** Problem description **
Reproduce all entries verbatim, with nothing added or dropped.

— Start of Data for this exercise —

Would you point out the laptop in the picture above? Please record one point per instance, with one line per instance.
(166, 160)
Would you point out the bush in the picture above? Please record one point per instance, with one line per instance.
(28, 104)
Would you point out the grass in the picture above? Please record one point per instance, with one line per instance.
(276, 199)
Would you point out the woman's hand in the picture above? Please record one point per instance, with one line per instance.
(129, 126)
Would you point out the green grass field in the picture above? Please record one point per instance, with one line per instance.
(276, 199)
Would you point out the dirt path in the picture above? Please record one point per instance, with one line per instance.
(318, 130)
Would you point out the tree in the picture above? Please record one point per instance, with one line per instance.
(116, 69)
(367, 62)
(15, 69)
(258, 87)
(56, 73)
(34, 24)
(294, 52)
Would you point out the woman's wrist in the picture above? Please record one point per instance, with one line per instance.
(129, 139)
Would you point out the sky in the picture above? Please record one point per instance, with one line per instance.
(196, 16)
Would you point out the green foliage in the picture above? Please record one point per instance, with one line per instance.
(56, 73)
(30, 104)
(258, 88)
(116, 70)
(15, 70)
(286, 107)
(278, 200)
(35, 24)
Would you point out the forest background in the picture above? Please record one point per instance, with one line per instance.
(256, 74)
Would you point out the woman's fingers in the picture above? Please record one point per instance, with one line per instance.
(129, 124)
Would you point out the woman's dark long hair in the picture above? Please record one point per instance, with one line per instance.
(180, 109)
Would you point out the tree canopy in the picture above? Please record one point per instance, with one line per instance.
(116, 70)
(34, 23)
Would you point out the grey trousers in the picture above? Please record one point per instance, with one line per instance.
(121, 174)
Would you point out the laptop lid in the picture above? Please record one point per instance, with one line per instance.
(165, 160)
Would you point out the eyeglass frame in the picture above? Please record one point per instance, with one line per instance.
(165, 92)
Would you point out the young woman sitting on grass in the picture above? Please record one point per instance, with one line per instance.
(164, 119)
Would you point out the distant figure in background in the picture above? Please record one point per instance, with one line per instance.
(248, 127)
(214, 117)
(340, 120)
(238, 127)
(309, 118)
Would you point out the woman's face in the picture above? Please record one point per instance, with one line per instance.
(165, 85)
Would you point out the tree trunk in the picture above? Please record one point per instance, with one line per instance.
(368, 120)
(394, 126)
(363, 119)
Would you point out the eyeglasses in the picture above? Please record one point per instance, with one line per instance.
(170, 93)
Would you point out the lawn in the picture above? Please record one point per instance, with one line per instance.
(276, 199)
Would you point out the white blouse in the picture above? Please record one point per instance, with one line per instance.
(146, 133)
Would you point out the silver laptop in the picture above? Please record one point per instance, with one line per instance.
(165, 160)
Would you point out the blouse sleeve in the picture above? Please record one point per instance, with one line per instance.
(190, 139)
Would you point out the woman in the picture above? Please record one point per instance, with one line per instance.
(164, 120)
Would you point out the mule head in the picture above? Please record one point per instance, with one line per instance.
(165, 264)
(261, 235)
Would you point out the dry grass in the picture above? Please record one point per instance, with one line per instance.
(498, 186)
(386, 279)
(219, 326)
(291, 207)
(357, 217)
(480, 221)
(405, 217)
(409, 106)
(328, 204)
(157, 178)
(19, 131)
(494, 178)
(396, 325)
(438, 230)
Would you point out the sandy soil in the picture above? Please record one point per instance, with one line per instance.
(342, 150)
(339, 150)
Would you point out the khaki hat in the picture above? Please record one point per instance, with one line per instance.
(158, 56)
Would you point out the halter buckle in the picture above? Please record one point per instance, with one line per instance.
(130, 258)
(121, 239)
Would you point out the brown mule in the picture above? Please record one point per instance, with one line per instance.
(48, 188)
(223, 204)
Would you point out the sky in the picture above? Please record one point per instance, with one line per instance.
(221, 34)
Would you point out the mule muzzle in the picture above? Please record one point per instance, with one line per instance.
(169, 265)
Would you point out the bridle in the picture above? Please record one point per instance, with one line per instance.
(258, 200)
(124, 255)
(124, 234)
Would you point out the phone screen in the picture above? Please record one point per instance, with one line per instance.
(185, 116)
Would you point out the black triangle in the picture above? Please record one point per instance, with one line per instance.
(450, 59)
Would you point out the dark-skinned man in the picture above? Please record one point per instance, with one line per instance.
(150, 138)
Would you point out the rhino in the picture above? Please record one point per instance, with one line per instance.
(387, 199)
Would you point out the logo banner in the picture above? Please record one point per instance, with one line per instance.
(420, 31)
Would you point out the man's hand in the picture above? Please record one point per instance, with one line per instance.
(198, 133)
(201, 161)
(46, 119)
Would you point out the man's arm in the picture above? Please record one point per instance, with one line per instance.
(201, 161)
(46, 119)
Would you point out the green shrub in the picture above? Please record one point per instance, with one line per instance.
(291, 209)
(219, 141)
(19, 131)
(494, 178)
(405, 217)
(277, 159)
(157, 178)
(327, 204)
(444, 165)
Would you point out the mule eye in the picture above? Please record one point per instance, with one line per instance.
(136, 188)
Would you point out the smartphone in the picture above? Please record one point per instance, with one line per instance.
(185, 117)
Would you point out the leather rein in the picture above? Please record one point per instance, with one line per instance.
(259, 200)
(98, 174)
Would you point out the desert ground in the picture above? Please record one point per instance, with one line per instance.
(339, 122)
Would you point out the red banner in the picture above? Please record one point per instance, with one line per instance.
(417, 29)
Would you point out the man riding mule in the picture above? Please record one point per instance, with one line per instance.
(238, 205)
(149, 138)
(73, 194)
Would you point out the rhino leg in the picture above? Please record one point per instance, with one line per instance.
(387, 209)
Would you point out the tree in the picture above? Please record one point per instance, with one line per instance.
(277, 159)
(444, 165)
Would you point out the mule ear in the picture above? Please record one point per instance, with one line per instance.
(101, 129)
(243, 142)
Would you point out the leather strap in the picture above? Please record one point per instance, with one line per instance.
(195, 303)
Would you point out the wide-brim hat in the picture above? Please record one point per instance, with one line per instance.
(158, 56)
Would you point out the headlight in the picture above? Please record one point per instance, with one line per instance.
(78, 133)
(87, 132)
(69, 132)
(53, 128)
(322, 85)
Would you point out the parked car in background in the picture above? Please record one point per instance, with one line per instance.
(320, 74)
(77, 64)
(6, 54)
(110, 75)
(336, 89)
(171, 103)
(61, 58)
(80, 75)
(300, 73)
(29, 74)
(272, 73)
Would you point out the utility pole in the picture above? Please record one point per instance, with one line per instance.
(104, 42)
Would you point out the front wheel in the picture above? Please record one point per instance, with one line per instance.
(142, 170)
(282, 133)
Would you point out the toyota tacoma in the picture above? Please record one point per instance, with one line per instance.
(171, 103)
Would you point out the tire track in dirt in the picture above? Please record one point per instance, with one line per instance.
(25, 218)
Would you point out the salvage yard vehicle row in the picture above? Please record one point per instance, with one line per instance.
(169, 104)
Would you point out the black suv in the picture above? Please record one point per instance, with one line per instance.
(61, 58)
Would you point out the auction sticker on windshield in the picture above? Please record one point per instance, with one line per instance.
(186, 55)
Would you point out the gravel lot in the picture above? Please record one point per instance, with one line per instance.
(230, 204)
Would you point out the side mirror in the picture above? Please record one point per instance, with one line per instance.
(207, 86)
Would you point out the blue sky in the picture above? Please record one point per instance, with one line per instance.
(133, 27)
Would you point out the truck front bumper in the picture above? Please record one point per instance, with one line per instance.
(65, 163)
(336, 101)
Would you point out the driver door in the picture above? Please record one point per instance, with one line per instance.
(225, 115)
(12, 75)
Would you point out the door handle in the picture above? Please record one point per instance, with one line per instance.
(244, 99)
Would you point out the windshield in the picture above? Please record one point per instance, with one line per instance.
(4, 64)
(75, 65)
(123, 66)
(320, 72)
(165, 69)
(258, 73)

— End of Data for this exercise —

** Response below **
Would you point out the laptop in the picture above? Please record one point per instance, with one line per instance.
(166, 160)
Would you point out the bush in the picture above? Please record one point per instance, with one line per instance.
(28, 104)
Would you point out the grass in the picture above? Please record one point per instance, with one line per instance.
(276, 199)
Would you point out the woman's hand in the picture above? Please record one point per instance, with one line per instance.
(129, 126)
Would you point out the green grass field in the picture above? Please record one point per instance, with one line per instance.
(276, 199)
Would you point out the dirt path in the picture above? Please record one point per instance, with one line per instance.
(318, 130)
Would you point out the tree in the picture above? Please record one point per instance, with one line per instance.
(116, 69)
(367, 62)
(15, 69)
(258, 87)
(56, 73)
(34, 24)
(294, 52)
Would you point out the woman's wrist in the picture above? Please record one point per instance, with one line per instance.
(129, 139)
Would you point out the sky in the picture above? Please record one point per instance, with one line per instance.
(196, 16)
Would you point out the green foliage in the picture above? Please record one point per instance, with one line per instance.
(56, 73)
(30, 104)
(258, 88)
(116, 70)
(15, 70)
(286, 107)
(278, 200)
(35, 24)
Would you point out the forest background in the picture above? Please record one point per instance, with one line per instance.
(256, 74)
Would you point out the woman's fingers in the picture above? Please record one point per instance, with one line per instance.
(129, 124)
Would you point out the woman's dark long hair in the picture above? Please record one point per instance, with one line per instance.
(180, 109)
Would you point out the tree canopy in the picture above? Please record one point per instance, with one line per instance.
(116, 70)
(34, 23)
Would you point out the grey trousers in the picture above? Please record one point per instance, with one line per instance.
(121, 174)
Would you point out the laptop lid in the picture above? Please record one point per instance, with one line per instance.
(165, 160)
Would you point out the eyeglass frame in the picture above? Please record one point per instance, with one line per instance.
(165, 92)
Would you point out the young woman sitting on grass in the picture above? Please record one point per instance, with one line per instance.
(164, 119)
Would you point out the distant figure in background in the picture above? Please record one point per instance, with one line per instance.
(248, 127)
(214, 117)
(340, 120)
(238, 127)
(309, 118)
Would you point out the woman's face in the picture above? Please record one point per instance, with one line per instance.
(165, 85)
Would you point out the tree trunk in the picture above? Please record one point per instance, with one line per instance.
(368, 120)
(394, 126)
(363, 119)
Would you point out the eyeglasses in the picture above? Please record one point per instance, with one line per instance.
(170, 93)
Would you point out the lawn in the picture above? Please record one point per instance, with one line per instance.
(276, 199)
Would you point out the white blouse in the picture above? Please record one point per instance, with one line per instance.
(146, 133)
Would you point out the silver laptop in the picture above? Please record one point per instance, with one line per instance.
(165, 160)
Would you point out the blouse sleeve in the picture above? Please record one point per instance, with one line per instance.
(190, 139)
Would you point out the woman in the picture above? Please record one point per instance, with one line per instance.
(164, 120)
Would you point out the mule head in the picture above? Please record one point per instance, with one line per instance.
(165, 264)
(261, 235)
Would you point out the dry grass in the picture above? Please record one point per instance, with one line per instance.
(498, 186)
(386, 279)
(219, 326)
(291, 207)
(357, 217)
(480, 221)
(405, 217)
(409, 106)
(328, 204)
(157, 178)
(19, 131)
(494, 178)
(396, 325)
(438, 230)
Would you point out the sandy soil in the picture above? Please record one point per instance, with one line per instance.
(342, 150)
(339, 150)
Would you point out the khaki hat in the picture above? Please record one point per instance, with one line per instance.
(158, 56)
Would you point out the halter buckle in the picture above? Please record one point per instance, with one line per instance.
(130, 258)
(121, 239)
Would you point out the brown mule in the picture above? Please record one point per instance, with one line per instance.
(48, 188)
(223, 204)
Would you point out the sky in the picture above? Please record one point per instance, with one line per instance.
(221, 34)
Would you point out the mule muzzle in the picture above? Please record one point per instance, with one line per instance.
(169, 265)
Would you point out the bridle in the picture above? Please record one point per instance, with one line per instance.
(258, 200)
(124, 255)
(124, 234)
Would you point out the phone screen in the picture above? Please record one point per instance, with one line per instance.
(185, 116)
Would you point out the black triangle in the picture above? Please record one point per instance, with one line per instance.
(450, 59)
Would you point out the dark-skinned man in the picture above? Please record one point per instance, with one line per instance.
(150, 138)
Would you point out the rhino in the picture above? Please record one point per instance, with one line per instance.
(387, 199)
Would you point out the logo banner in the picture above? Please record one point per instance, with one line per instance.
(420, 31)
Would you point out the man's hand in the picture above? Please record one point per instance, with one line per instance.
(198, 133)
(201, 161)
(46, 119)
Would you point out the man's arm in the picture above? Please record one point per instance, with one line per instance.
(201, 161)
(46, 119)
Would you point out the green shrub in the picture above? Please record one point per instance, with one line per instance.
(291, 209)
(219, 141)
(19, 131)
(494, 178)
(405, 217)
(277, 159)
(157, 178)
(327, 204)
(444, 165)
Would you point out the mule eye in the picture above? Please record one point per instance, with one line per instance.
(136, 188)
Would you point out the smartphone in the picture above? Please record one point per instance, with one line per instance.
(185, 117)
Would you point out the leather rein in the picture above? Please record one point per instance, with one line per instance.
(259, 200)
(98, 174)
Would you point out the desert ground in the picture above? Please record one point per instance, with one line per instance.
(339, 122)
Would you point out the red banner in the picture above? Please record one point per instance, with one line per instance.
(417, 29)
Would you point out the man riding mule in the picture above? Please record one point per instance, with one line per instance.
(238, 205)
(149, 138)
(73, 194)
Would you point out the rhino leg in the picture above? Please record one point per instance, with one line per instance.
(387, 209)
Would you point out the tree in the picture above? Please record one point per instance, with one line per instance.
(277, 159)
(444, 165)
Would you point out the mule ear in the picture above? Please record one point per instance, with one line per instance.
(101, 129)
(243, 142)
Would you point out the leather strap in the picture above? Please record one point per instance, with one line per instance.
(195, 303)
Would you point out the wide-brim hat in the picture above? Please record one point per instance, with one line per instance.
(158, 56)
Would you point out the headlight in the picture above? Please record one point per instance, with one line per instance.
(78, 133)
(87, 132)
(69, 132)
(53, 128)
(322, 85)
Would you point out the parked car in background in the picture above? Please record one point per instance, with one line per instance.
(320, 74)
(77, 64)
(6, 54)
(110, 75)
(336, 89)
(171, 103)
(61, 58)
(80, 75)
(300, 73)
(29, 74)
(272, 73)
Would you point out the utility pole in the picture above? Please record one point per instance, with one line per instance.
(104, 42)
Would you point out the front wheel in the picture above? Please record one point per instance, with one line per instance.
(142, 170)
(282, 133)
Would you point out the toyota tacoma in the picture above? Please record one point per instance, with one line per instance.
(171, 103)
Would you point out the tire track in dirt in the picture above? Please record one point per instance, with one line per instance.
(25, 218)
Would you point out the salvage yard vehicle row in the picture above? Please record one point per instance, with one line per instance.
(169, 104)
Would you point out the black suv in the picture above? Please record one point per instance, with one line per instance.
(61, 58)
Would you point out the auction sticker on windshield in the picture above? Please record one point per instance, with one line per instance.
(186, 55)
Would you point out the gravel lot in the picture above? Please record one point per instance, with one line per instance.
(230, 204)
Would you point out the side mirror in the picture above? Please record one point per instance, with one line per instance.
(207, 86)
Would you point out the blue sky in the picture above? Please record one point per instance, with one line per instance.
(133, 27)
Would you point out the truck front bumper in the picture above? Please record one point per instance, with one line per instance.
(65, 163)
(336, 101)
Would you point out the driver door in the picture above? Please record one point per instance, with one line per instance.
(225, 115)
(12, 75)
Would you point out the door handle in the picture above? Please record one point per instance, with one line per instance.
(244, 99)
Would you point out the windshield in the picture above? Please record one point per instance, with one line per instance.
(4, 64)
(75, 65)
(123, 66)
(320, 72)
(165, 69)
(258, 73)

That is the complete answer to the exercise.